• Consigne de travail 1
Répondez, s'il vous plaît, à ces questions sur le passage consacré à Philippe Répérant :
(a) Que faisait l'agresseur à l'arrivée de Philippe ?
(b) Combien de temps faudra-t-il au minimum à Philippe pour se remettre de ses blessures ?
(c) Quelles études suit-il ?
• Consigne de travail 2
Recopiez mot pour mot le passage consacré à Philippe Répérant, de « Philippe ne dira » à « hausser le ton. ».
======== Passage choisi ========
Philippe ne dira pas qu’il est un héros. Les gens dignes disent rarement qu’ils sont des héros. «Quand je suis arrivé, il tirait déjà les cheveux de la fille et la traînait dans la rue. Je ne pouvais pas ne rien faire. C’est comme si c’était ma sœur ou ma petite amie qu’on agressait. Comment j’aurais pu laisser faire ? Pour moi, c’était un acte normal d’intervenir», raconte Philippe, sans jamais hausser le ton.
Pourtant, ce 2 novembre dernier, Philippe Répérant a peut-être sauvé une vie. Il y a laissé un petit bout de la sienne : il faudra au moins 6 mois pour qu’il se remette convenablement de ses blessures. En attendant, ses activités sont réduites au minimum. Quelques parties de Mario Kart avec sa petite amie tout de même, mais aussi la douleur et la prise quotidienne d’antalgiques, les visites de l’infirmière, les séances de kinésithérapie et de rééducation pulmonaire. Il doit faire provisoirement une croix sur sa passion, le football américain, et son équipe des Guardians de Château-Thierry. Sa scolarité, il est étudiant en BTS de comptabilité et gestion, est également sur pause. «C’est quand même injuste d’être bloqué comme ça, de ne rien pouvoir faire, d’avoir 20 ans, le plus bel âge de la vie, et de ne pas pouvoir en profiter», regrette, émue sa mère Karine. Elle poursuit : «Évidemment, on ne peut qu’être fier ce qu’il a fait, même si on ne peut pas complètement s’empêcher non plus de se dire que si il avait été plus égoïste, il n’aurait pas eu cette blessure. Mais je me dis aussi qu’heureusement que quand des personnes se font agresser, il y en a qui réagisse, qui ne laissent pas faire quitte à prendre des risques. Et même si c’est tombé sur mon fils, c’est un bel exemple de solidarité. Et puis il n’a pas complètement été abandonné par sa bonne étoile. À quelques centimètres près, la blessure aurait pu être beaucoup plus grave.»
======== Lignes présentées ========
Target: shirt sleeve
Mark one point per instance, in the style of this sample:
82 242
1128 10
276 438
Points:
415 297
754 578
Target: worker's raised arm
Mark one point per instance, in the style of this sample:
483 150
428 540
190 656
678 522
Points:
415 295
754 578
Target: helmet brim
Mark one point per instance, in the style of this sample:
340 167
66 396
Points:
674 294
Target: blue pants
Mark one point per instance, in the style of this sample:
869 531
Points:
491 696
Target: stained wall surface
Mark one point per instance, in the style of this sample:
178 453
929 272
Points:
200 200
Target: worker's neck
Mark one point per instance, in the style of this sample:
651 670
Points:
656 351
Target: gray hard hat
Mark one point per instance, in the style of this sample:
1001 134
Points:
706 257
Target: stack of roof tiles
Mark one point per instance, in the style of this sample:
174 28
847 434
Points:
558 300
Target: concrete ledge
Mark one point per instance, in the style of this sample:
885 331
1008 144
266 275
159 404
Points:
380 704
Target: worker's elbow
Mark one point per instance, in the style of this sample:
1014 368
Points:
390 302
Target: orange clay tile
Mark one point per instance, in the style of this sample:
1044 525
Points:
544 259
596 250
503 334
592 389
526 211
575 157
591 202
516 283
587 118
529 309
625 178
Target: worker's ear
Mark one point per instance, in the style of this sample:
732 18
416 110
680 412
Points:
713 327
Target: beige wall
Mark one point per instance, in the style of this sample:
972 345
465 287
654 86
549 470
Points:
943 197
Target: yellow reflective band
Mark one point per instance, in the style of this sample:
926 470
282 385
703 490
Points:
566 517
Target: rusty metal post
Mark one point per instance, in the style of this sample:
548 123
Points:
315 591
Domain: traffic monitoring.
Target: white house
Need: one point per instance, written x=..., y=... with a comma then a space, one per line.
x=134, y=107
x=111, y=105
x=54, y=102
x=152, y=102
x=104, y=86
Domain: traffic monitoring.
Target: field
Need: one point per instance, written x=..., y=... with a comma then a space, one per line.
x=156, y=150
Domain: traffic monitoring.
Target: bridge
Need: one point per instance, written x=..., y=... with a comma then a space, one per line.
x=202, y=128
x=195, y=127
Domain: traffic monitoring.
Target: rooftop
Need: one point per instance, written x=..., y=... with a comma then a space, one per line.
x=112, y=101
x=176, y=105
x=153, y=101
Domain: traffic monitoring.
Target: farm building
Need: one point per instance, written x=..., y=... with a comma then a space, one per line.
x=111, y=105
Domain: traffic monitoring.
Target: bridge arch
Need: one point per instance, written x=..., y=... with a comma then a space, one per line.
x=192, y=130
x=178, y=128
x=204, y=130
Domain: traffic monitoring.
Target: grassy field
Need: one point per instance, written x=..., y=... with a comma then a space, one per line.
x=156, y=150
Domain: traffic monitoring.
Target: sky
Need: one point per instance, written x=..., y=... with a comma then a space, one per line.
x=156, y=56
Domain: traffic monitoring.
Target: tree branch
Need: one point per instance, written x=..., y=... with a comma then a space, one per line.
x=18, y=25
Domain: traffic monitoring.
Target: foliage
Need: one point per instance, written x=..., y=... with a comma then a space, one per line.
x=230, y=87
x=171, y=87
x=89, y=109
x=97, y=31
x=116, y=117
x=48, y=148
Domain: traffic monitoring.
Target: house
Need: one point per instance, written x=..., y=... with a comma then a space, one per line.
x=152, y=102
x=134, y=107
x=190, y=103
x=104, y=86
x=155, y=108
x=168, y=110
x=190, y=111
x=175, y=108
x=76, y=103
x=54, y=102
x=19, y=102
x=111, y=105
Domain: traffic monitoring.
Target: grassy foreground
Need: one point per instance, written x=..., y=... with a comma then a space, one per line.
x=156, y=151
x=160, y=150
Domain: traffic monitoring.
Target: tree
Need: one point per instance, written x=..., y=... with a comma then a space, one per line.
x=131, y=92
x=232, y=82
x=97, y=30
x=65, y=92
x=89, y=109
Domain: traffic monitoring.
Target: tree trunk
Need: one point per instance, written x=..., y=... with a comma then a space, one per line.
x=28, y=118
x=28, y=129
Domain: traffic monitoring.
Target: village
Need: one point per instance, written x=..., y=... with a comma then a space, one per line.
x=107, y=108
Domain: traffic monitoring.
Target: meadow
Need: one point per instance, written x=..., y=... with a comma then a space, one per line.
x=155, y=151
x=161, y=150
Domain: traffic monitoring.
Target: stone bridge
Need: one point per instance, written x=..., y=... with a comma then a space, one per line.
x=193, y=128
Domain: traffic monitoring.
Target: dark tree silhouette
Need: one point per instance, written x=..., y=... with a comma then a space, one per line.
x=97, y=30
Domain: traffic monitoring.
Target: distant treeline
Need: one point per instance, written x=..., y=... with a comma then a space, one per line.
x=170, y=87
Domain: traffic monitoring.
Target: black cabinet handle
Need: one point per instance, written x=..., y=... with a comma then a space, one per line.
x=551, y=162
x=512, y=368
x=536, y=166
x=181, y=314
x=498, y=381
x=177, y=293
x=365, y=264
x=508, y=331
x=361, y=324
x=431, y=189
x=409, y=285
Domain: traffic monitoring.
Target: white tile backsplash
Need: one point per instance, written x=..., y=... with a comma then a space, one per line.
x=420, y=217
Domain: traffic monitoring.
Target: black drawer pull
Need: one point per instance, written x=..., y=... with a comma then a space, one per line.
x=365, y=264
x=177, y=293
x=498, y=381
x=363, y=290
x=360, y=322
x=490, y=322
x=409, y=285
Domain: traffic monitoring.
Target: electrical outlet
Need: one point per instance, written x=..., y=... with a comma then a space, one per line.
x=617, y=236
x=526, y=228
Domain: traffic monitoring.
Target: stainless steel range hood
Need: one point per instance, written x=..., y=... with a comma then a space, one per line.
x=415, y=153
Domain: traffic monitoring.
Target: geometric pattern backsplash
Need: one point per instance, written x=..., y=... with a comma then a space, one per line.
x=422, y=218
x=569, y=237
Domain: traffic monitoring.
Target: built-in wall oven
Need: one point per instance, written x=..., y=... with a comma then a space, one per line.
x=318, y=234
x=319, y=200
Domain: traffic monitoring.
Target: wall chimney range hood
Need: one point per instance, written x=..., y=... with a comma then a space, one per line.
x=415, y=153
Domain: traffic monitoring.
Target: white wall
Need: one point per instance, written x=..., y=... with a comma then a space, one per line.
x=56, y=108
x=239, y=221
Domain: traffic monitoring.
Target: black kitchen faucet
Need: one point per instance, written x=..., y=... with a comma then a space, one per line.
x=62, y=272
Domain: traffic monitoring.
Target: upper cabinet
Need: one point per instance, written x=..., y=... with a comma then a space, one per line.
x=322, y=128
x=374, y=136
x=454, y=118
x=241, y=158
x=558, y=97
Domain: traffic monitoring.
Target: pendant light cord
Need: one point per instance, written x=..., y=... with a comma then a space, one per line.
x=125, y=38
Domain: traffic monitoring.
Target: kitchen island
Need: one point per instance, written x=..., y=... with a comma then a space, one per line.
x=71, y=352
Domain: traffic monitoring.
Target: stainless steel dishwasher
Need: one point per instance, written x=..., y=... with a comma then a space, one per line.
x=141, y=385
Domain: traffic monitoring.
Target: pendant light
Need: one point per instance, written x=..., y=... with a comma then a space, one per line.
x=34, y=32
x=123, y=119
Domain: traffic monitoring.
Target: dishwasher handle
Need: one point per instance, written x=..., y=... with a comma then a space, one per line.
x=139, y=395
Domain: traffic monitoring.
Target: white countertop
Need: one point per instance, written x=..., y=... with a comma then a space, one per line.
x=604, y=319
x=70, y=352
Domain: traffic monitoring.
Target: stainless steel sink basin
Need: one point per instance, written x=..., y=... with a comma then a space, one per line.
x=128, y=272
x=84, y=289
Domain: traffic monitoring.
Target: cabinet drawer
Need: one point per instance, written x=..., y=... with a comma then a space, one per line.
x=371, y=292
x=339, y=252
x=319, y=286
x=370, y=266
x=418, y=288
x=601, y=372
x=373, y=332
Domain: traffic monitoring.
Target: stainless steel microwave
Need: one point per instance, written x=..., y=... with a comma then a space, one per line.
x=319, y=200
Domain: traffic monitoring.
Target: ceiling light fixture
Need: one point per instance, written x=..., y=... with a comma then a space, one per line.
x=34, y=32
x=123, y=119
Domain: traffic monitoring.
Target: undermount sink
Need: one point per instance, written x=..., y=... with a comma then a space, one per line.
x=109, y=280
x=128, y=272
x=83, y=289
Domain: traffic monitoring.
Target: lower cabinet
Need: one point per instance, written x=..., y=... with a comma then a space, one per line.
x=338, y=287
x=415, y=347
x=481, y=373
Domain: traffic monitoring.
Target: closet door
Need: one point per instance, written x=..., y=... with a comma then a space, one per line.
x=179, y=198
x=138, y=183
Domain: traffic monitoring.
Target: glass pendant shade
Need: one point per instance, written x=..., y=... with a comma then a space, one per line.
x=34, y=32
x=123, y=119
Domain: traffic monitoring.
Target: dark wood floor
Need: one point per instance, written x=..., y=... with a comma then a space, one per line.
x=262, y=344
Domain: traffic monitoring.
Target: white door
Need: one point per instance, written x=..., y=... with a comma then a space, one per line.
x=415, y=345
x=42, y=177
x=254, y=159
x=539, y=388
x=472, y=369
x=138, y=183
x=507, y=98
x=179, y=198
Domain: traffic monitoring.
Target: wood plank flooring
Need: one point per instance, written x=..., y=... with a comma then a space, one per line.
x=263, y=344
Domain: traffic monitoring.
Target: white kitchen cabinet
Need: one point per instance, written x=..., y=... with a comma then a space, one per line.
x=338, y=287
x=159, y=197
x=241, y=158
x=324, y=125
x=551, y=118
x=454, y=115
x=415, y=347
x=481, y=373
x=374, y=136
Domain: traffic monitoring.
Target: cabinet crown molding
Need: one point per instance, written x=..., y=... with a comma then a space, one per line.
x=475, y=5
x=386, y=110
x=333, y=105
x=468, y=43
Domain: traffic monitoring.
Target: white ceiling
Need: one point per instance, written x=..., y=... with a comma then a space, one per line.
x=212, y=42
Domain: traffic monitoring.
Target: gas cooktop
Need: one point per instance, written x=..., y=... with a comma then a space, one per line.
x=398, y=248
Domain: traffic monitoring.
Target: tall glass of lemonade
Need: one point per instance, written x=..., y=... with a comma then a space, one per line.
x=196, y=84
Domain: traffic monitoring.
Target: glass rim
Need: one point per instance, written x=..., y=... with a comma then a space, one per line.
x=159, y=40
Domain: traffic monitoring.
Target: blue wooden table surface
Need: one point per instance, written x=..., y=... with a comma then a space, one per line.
========
• Réponse rédigée 1
(a) Il tirait les cheveux de la fille et la traînait dans la rue.
(b) Au moins 6 mois.
(c) Un BTS de comptabilité et gestion.

• Réponse rédigée 2
Philippe ne dira pas qu’il est un héros. Les gens dignes disent rarement qu’ils sont des héros. «Quand je suis arrivé, il tirait déjà les cheveux de la fille et la traînait dans la rue. Je ne pouvais pas ne rien faire. C’est comme si c’était ma sœur ou ma petite amie qu’on agressait. Comment j’aurais pu laisser faire ? Pour moi, c’était un acte normal d’intervenir», raconte Philippe, sans jamais hausser le ton.